Material provided —
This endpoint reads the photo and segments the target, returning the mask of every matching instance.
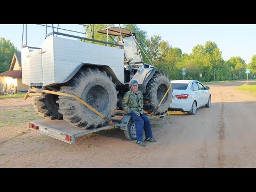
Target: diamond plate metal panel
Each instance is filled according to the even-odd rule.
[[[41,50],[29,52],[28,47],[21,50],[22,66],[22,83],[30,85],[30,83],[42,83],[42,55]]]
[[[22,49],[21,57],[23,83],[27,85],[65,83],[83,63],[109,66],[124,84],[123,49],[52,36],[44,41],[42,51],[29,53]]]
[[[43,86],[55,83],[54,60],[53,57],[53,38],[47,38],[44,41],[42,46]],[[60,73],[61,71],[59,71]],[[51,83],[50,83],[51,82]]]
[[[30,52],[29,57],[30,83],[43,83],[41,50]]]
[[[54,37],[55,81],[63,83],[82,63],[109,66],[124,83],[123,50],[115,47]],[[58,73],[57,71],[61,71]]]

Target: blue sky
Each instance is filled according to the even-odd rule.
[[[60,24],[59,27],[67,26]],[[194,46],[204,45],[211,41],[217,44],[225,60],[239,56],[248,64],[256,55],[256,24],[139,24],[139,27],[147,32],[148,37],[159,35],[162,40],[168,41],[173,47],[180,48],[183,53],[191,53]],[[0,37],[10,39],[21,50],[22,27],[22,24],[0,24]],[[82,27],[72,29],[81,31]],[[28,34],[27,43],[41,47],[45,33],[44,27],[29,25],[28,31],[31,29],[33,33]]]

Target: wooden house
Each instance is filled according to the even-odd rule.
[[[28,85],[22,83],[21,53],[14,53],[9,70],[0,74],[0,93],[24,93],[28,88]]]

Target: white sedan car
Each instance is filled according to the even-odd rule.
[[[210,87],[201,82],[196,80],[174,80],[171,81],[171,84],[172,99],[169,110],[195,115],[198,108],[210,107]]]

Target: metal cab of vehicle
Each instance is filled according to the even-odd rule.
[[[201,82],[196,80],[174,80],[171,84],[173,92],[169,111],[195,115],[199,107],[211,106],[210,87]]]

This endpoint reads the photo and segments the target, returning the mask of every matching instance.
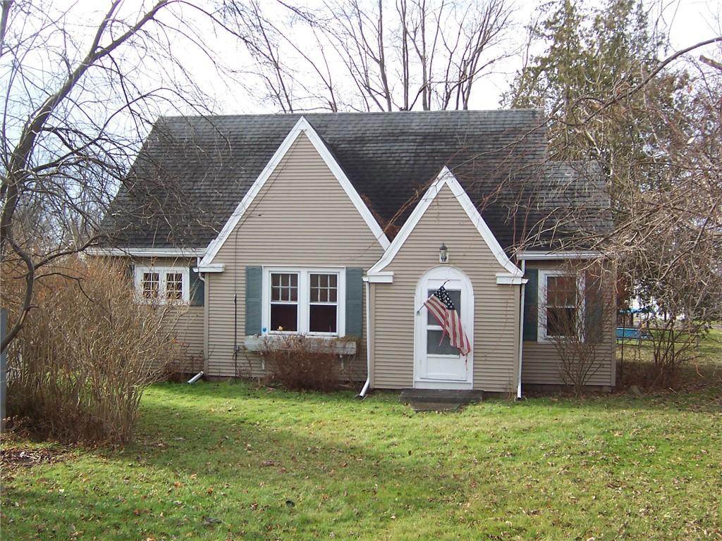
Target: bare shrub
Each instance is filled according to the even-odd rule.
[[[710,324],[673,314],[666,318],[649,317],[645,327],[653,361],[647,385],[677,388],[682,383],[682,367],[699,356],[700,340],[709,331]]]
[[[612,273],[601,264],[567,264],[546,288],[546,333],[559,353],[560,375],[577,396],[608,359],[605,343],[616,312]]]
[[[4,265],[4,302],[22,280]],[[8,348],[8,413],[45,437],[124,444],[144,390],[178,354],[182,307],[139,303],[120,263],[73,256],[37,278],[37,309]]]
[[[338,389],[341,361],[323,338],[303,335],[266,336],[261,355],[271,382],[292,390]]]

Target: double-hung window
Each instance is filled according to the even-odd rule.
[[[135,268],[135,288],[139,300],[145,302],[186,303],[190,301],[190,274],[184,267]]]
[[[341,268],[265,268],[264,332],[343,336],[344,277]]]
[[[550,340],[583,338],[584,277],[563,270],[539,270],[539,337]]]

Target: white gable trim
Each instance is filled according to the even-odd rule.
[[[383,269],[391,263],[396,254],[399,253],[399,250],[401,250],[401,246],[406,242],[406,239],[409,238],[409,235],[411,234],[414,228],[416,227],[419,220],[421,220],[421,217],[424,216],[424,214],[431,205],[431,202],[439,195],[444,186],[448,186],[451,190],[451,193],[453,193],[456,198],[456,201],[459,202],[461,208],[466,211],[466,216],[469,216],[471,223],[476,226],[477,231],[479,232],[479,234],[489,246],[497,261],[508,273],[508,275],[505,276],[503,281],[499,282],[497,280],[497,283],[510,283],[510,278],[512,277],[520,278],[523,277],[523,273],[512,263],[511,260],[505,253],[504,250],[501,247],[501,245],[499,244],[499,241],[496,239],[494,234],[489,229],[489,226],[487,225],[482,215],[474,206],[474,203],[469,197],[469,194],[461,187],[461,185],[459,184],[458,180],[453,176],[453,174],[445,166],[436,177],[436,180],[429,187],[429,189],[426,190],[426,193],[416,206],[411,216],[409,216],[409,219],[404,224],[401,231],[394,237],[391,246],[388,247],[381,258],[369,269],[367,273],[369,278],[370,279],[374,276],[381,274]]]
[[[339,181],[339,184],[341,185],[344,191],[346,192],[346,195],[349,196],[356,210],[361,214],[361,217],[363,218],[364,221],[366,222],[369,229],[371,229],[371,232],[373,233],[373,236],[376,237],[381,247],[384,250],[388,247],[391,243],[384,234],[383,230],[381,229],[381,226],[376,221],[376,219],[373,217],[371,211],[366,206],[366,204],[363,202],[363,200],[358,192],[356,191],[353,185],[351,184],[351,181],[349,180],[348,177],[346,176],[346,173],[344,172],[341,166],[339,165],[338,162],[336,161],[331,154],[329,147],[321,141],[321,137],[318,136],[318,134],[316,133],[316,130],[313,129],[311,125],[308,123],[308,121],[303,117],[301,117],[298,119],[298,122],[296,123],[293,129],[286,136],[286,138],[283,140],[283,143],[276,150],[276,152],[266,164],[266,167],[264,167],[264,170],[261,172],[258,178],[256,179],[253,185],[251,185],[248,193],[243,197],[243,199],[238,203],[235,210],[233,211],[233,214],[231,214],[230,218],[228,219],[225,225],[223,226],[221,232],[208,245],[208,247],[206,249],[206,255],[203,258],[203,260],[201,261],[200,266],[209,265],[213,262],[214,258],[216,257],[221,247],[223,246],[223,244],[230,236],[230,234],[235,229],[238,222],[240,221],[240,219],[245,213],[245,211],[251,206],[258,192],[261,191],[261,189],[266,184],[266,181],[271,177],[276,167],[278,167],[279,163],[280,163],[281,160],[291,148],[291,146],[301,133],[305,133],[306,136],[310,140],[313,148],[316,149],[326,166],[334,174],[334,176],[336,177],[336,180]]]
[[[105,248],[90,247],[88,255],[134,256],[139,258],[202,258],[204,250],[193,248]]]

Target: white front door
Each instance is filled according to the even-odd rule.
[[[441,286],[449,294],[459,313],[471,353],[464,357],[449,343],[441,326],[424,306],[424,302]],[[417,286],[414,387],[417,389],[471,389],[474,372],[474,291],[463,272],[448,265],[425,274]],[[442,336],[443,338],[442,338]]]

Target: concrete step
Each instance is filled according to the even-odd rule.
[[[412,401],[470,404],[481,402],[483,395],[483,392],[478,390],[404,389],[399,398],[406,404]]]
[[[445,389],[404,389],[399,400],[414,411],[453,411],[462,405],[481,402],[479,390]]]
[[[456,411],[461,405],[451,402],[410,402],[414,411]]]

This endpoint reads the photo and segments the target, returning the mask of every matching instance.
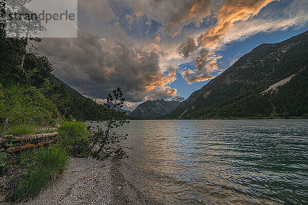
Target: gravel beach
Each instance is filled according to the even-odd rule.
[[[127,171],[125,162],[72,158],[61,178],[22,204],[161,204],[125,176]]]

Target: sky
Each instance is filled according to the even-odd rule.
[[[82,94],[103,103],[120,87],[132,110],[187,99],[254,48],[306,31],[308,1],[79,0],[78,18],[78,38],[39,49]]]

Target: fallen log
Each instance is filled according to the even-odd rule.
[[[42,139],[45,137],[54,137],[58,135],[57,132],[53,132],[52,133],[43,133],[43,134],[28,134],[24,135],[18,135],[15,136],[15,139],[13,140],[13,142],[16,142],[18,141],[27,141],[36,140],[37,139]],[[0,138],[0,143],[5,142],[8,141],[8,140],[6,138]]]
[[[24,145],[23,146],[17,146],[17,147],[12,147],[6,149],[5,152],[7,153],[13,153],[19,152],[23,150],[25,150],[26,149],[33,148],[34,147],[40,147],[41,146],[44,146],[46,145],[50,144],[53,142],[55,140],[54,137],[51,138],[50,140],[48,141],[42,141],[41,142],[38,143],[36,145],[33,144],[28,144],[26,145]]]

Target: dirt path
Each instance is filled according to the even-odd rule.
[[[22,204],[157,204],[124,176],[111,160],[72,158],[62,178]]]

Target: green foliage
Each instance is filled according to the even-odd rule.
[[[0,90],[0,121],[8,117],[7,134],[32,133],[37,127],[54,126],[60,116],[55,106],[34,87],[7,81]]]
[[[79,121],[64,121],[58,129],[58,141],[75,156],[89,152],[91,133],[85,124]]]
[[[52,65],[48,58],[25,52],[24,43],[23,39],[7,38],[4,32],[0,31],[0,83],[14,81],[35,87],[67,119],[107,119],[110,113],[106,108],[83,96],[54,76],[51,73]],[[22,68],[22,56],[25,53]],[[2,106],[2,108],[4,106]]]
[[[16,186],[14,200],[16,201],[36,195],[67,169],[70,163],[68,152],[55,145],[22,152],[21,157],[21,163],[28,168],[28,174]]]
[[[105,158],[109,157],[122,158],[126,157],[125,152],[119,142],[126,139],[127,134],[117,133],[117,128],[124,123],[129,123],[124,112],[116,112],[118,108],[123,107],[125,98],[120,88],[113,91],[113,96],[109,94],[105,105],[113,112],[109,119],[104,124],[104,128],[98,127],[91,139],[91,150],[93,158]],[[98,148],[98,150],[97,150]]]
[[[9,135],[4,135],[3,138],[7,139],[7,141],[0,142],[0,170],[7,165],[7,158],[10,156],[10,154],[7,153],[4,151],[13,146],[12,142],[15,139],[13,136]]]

...

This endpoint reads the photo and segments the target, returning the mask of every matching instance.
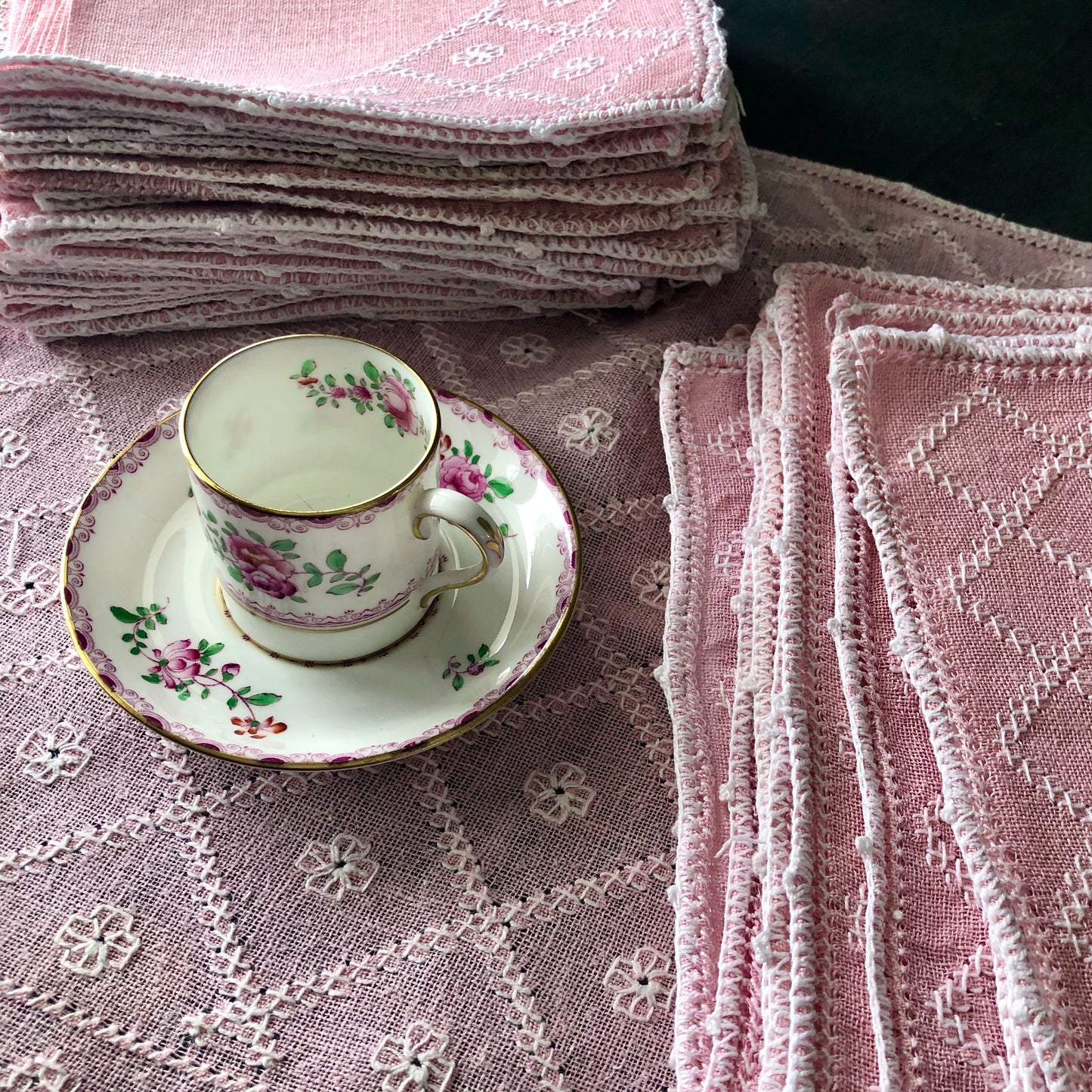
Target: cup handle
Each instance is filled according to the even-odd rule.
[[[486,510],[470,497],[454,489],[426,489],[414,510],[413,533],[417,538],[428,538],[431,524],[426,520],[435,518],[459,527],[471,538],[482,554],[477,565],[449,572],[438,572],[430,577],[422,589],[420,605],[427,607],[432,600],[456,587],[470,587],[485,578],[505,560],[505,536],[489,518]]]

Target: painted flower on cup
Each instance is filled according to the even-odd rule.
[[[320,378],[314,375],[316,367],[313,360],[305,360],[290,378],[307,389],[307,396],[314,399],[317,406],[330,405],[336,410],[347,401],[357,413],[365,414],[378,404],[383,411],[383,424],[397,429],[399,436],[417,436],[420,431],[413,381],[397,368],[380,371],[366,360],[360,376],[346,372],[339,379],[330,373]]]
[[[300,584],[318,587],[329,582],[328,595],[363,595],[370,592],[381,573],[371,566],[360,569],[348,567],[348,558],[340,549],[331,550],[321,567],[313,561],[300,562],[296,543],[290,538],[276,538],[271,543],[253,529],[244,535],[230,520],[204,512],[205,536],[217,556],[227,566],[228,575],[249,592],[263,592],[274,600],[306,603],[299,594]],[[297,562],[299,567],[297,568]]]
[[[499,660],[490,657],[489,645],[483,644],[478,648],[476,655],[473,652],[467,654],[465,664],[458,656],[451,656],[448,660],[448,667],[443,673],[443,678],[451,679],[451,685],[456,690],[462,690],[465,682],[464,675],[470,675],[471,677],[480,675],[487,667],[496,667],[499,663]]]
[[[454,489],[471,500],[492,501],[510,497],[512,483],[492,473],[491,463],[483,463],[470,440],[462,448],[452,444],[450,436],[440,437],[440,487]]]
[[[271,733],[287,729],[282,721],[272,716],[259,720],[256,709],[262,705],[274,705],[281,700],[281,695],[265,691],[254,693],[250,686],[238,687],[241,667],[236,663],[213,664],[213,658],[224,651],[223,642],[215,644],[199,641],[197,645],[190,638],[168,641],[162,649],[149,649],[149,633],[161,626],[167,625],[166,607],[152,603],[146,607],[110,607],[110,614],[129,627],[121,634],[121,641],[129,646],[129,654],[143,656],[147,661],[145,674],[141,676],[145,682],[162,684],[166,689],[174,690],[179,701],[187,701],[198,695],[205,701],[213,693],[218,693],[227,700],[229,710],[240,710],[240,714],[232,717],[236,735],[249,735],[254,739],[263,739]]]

Exercise directions — Count how many lines in the items above contain the string "metal", treating uppercase and lowercase as different. Reply with the number alone.

Result of the exercise — 2